:: Given entries ::

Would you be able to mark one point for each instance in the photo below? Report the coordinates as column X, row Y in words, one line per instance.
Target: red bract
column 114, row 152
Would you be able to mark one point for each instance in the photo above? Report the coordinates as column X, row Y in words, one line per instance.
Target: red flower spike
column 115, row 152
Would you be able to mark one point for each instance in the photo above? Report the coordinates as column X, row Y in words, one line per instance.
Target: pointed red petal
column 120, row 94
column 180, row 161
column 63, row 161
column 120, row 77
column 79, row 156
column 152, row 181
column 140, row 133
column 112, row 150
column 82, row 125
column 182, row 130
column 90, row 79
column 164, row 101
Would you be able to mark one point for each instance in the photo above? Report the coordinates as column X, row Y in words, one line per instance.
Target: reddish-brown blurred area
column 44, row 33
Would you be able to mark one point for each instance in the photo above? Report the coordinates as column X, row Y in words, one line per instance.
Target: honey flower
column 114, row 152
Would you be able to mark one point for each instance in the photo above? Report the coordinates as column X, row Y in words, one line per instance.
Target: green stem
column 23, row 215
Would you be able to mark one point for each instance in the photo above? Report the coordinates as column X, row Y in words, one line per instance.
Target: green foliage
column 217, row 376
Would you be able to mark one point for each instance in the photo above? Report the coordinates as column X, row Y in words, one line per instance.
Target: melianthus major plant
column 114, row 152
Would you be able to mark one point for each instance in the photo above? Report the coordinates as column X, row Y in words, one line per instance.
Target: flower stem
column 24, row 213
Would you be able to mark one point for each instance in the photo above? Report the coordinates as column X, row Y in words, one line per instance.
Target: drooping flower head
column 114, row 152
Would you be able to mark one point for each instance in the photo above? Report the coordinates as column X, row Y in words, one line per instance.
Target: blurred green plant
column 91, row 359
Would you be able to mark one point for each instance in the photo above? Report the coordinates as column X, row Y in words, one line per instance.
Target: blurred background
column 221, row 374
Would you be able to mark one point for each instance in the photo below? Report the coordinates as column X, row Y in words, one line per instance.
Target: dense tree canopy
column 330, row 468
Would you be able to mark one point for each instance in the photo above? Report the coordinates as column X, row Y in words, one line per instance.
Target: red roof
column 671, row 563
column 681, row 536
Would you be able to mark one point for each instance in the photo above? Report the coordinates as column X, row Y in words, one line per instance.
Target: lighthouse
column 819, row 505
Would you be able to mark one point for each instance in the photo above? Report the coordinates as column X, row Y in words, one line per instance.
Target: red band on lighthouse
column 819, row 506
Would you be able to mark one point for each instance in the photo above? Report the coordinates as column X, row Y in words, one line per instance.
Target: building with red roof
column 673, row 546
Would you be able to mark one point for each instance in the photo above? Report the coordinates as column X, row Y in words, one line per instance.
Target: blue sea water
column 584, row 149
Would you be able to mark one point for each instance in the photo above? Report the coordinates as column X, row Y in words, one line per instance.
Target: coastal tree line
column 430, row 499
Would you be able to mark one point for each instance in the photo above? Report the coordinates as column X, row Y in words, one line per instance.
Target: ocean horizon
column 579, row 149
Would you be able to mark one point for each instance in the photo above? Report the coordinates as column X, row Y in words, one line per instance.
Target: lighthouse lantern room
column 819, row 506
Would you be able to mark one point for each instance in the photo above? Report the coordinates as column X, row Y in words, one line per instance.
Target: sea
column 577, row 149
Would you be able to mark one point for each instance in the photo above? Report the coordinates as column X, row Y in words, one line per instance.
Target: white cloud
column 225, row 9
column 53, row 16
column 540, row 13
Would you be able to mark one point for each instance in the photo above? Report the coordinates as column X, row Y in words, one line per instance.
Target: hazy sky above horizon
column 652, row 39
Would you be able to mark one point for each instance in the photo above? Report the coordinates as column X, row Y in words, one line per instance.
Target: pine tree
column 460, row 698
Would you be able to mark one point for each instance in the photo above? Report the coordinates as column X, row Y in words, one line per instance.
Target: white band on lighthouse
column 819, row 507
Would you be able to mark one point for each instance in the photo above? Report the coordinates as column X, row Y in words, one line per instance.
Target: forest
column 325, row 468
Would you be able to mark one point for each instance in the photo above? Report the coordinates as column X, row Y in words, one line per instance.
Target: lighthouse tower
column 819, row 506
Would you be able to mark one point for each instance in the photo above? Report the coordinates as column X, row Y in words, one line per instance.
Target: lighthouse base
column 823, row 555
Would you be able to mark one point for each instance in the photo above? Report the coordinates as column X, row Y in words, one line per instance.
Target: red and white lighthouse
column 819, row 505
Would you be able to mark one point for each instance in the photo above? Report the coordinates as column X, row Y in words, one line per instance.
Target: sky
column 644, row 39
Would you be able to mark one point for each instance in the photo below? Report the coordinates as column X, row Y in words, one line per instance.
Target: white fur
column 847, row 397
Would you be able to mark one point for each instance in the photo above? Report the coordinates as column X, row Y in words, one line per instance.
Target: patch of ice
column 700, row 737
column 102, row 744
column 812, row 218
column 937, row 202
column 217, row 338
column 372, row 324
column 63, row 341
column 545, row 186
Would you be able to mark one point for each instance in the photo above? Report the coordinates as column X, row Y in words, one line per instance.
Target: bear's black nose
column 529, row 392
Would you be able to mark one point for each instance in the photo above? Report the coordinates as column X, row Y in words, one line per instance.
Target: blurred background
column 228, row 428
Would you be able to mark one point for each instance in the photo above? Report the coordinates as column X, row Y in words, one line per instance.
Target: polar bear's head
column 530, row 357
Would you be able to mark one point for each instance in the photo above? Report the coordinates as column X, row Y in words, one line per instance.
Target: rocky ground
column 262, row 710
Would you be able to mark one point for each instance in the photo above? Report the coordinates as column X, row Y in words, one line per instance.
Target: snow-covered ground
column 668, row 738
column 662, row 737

:::

§ Directive
Output all records verbatim.

§ The completed task
Would you be able to mark one point for each instance in the photo below? Report the coordinates as column X, row Y in words, one line per instance.
Target: red bract
column 114, row 152
Would you be able to mark one point for each instance in the photo above? Report the coordinates as column X, row Y in words, one line per instance.
Target: red flower spike
column 115, row 152
Would you be able to mark one point for each instance in the photo above? Report the coordinates as column X, row Y in words, one line per instance.
Target: pointed red petal
column 120, row 94
column 180, row 161
column 63, row 161
column 120, row 77
column 79, row 156
column 152, row 181
column 140, row 133
column 112, row 150
column 82, row 125
column 182, row 130
column 90, row 79
column 164, row 101
Would you be able to mark one point for each instance in the photo above? Report the coordinates as column X, row Y in words, one line per instance.
Target: reddish-brown blurred area
column 44, row 33
Would you be able to mark one point for each instance in the photo above? Report the coordinates as column X, row Y in words, one line per instance.
Target: honey flower
column 114, row 152
Would you be able to mark one point for each instance in the photo above? Report the coordinates as column X, row Y in words, one line per instance.
Target: green stem
column 23, row 215
Would you be able to mark one point for each instance in the photo above? Report the coordinates as column X, row Y in words, one line per instance.
Target: green foliage
column 217, row 376
Would you be able to mark one point for each instance in the photo above? Report the coordinates as column X, row Y in words, one line per instance.
Target: melianthus major plant
column 114, row 152
Would you be able to mark one point for each instance in the photo above? Report the coordinates as column X, row Y in words, one line per instance.
Target: flower stem
column 24, row 213
Would you be able to mark one point for each instance in the photo above? Report the coordinates as column X, row Y in words, one line per instance.
Target: drooping flower head
column 114, row 152
Would you be able to mark one point for each instance in the photo above? Report the coordinates as column X, row Y in words, one line per instance.
Target: blurred green plant
column 91, row 359
Would you be able to mark one point for each instance in the photo above? Report the coordinates as column X, row Y in words, one line per instance.
Target: blurred background
column 221, row 374
Would you be able to mark one point for each instance in the photo below? Report the coordinates as column X, row Y in words, one line per instance.
Target: dense tree canopy
column 330, row 468
Would you be able to mark one point for each instance in the photo above? Report the coordinates as column X, row Y in words, one line per instance.
Target: red roof
column 671, row 563
column 681, row 536
Would you be able to mark one point for each instance in the photo above? Report the coordinates as column X, row Y in words, one line per instance.
Target: lighthouse
column 819, row 505
Would you be able to mark one point for each instance in the photo above? Report the coordinates as column X, row Y in words, one line per instance.
Target: red band on lighthouse
column 819, row 506
Would you be able to mark one point for each instance in the photo above? Report the coordinates as column X, row Y in words, one line per instance.
Target: building with red roof
column 673, row 546
Would you be able to mark one point for each instance in the photo above? Report the coordinates as column X, row Y in words, one line per instance.
Target: blue sea water
column 584, row 149
Would you be able to mark one point for each instance in the photo above? Report the coordinates as column X, row Y in words, one line per instance.
Target: coastal tree line
column 430, row 499
Would you be able to mark one point for each instance in the photo above? Report the coordinates as column X, row Y in words, one line per instance.
Target: ocean horizon
column 579, row 149
Would you be able to mark one point for each instance in the photo above? Report the coordinates as column X, row Y in words, one line per instance.
Target: lighthouse lantern room
column 819, row 506
Would you be able to mark one point for each instance in the photo above? Report the coordinates as column X, row Y in words, one line per instance.
Target: sea
column 577, row 149
Would you be able to mark one point for each instance in the photo above? Report the coordinates as column X, row Y in words, one line per instance.
Target: white cloud
column 225, row 9
column 53, row 16
column 540, row 13
Would you be able to mark one point for each instance in the photo above? Report the coordinates as column X, row Y in words, one line per instance.
Target: hazy sky above horizon
column 652, row 39
Would you be able to mark one point for each instance in the photo above? Report the coordinates as column X, row Y in words, one line per instance.
Target: pine tree
column 460, row 698
Would you be able to mark one point for each instance in the photo above? Report the coordinates as column X, row Y in words, one line per instance.
Target: white band on lighthouse
column 819, row 507
Would you be able to mark one point for each instance in the photo above? Report the coordinates as column X, row Y in words, one line per instance.
Target: forest
column 325, row 468
Would you be able to mark one point for each instance in the photo above? Report the coordinates as column X, row Y in words, one line per instance.
Target: lighthouse tower
column 819, row 506
Would you be able to mark one point for each instance in the photo above? Report the coordinates as column X, row Y in words, one line per instance.
Target: lighthouse base
column 823, row 555
Would you be able to mark one point for each instance in the photo above? Report the coordinates as column X, row Y in words, one line per instance.
Target: red and white lighthouse
column 819, row 505
Would you be able to mark one point for each instance in the photo above? Report the coordinates as column X, row Y in words, one line per instance.
Target: sky
column 644, row 39
Would you be able to mark one point for each instance in the photo below? Report the coordinates as column X, row Y in words, one line per instance.
Target: white fur
column 847, row 397
Would you be able to mark one point for each instance in the photo above? Report the coordinates as column X, row Y in words, one line per instance.
Target: patch of ice
column 700, row 737
column 102, row 744
column 812, row 218
column 937, row 202
column 217, row 338
column 372, row 324
column 63, row 341
column 545, row 186
Would you be able to mark one point for each instance in the photo above? Report the coordinates as column X, row Y in words, one line per instance.
Target: bear's black nose
column 529, row 392
Would you be able to mark one point for each instance in the photo above? Report the coordinates as column X, row Y in words, one line per instance.
Target: blurred background
column 228, row 428
Would you be able to mark one point for each instance in the photo above? Report the coordinates as column X, row Y in words, one line per instance.
Target: polar bear's head
column 530, row 357
Would you be able to mark one point for each instance in the photo above? Report the coordinates as column X, row Y in words, one line per instance.
Target: rocky ground
column 262, row 710
Would you be able to mark one point for each instance in the photo above? Report the coordinates as column X, row Y in words, one line per instance.
Target: snow-covered ground
column 668, row 738
column 662, row 737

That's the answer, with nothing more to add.